**PROBLEM STATEMENT**: Beginning with the line where "# point at: antenna" appears, retype every remaining line of the data below, both the first and last included.
######
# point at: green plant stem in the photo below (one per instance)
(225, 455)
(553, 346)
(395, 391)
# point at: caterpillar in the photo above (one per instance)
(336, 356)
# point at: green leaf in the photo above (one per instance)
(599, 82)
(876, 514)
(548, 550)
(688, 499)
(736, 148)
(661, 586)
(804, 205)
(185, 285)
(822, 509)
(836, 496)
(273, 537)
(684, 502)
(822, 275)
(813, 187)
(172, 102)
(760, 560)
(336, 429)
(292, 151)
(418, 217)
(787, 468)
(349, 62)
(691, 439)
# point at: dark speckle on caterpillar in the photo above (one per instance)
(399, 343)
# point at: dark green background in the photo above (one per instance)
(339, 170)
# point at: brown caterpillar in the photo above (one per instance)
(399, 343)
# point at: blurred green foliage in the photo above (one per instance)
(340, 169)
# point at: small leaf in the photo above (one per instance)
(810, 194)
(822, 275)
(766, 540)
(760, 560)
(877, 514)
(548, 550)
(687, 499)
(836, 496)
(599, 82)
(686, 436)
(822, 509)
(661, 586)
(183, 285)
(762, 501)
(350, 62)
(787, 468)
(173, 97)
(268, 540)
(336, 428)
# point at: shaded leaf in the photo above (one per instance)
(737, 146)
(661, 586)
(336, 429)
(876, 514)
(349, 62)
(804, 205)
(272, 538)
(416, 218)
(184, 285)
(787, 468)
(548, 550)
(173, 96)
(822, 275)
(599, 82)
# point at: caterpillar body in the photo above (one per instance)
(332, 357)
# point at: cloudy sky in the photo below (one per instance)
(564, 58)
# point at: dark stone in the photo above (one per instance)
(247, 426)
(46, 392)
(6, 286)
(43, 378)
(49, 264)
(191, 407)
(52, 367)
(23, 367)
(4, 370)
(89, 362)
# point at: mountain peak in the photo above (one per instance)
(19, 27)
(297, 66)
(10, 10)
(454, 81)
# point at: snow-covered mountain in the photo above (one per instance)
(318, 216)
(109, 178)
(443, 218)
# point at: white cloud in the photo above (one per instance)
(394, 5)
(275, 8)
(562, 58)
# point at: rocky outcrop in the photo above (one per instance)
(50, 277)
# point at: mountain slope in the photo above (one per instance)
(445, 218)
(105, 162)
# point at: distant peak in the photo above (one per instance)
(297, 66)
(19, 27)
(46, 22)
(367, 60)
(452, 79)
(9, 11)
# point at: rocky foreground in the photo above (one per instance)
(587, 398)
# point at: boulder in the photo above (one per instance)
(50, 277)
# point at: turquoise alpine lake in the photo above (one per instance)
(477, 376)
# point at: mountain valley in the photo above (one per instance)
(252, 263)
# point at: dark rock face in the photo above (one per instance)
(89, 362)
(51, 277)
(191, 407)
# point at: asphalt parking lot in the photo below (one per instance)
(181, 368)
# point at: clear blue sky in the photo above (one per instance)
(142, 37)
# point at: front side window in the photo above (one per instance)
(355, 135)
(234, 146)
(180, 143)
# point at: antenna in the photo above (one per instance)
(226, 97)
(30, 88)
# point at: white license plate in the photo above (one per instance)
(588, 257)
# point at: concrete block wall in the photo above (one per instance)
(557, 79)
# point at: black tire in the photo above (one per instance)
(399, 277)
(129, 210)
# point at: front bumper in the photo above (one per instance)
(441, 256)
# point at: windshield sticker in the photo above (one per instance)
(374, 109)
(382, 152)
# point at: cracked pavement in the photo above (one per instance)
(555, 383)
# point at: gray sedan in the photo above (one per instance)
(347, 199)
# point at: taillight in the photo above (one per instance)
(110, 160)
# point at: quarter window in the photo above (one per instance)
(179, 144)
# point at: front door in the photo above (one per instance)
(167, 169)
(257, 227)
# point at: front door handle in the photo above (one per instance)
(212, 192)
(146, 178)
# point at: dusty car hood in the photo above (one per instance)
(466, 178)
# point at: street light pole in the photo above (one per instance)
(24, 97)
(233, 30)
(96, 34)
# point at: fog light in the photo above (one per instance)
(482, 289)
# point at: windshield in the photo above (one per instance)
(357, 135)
######
**ANSWER**:
# point at: antenna in the photo above (one per instance)
(226, 97)
(30, 88)
# point at: white license plate in the photo above (one per instance)
(588, 257)
# point at: concrete block wall in the photo above (one per instance)
(557, 79)
# point at: black tire in the photo above (one per instance)
(399, 277)
(129, 210)
# point at: front bumper in the photo above (one per instance)
(441, 256)
# point at: windshield sticker in the photo above (one per instance)
(374, 109)
(382, 152)
# point at: cracked pavement in the photo above (one per instance)
(555, 383)
# point at: gray sedan in the photo above (one per instance)
(347, 199)
# point at: taillight in the photo above (one per instance)
(110, 160)
# point at: quarter window in the photo above (one per instance)
(179, 144)
# point at: front door in the photo above (one per instance)
(167, 169)
(257, 227)
# point at: front door handle in the photo above (one per instance)
(212, 192)
(146, 178)
# point at: dusty car hood in the photo above (one per instance)
(466, 178)
# point at: street light pole in the photo above (one per instance)
(24, 97)
(233, 30)
(96, 34)
# point at: fog light in the photo above (one per instance)
(482, 289)
# point at: windshield in the photo above (one per instance)
(357, 135)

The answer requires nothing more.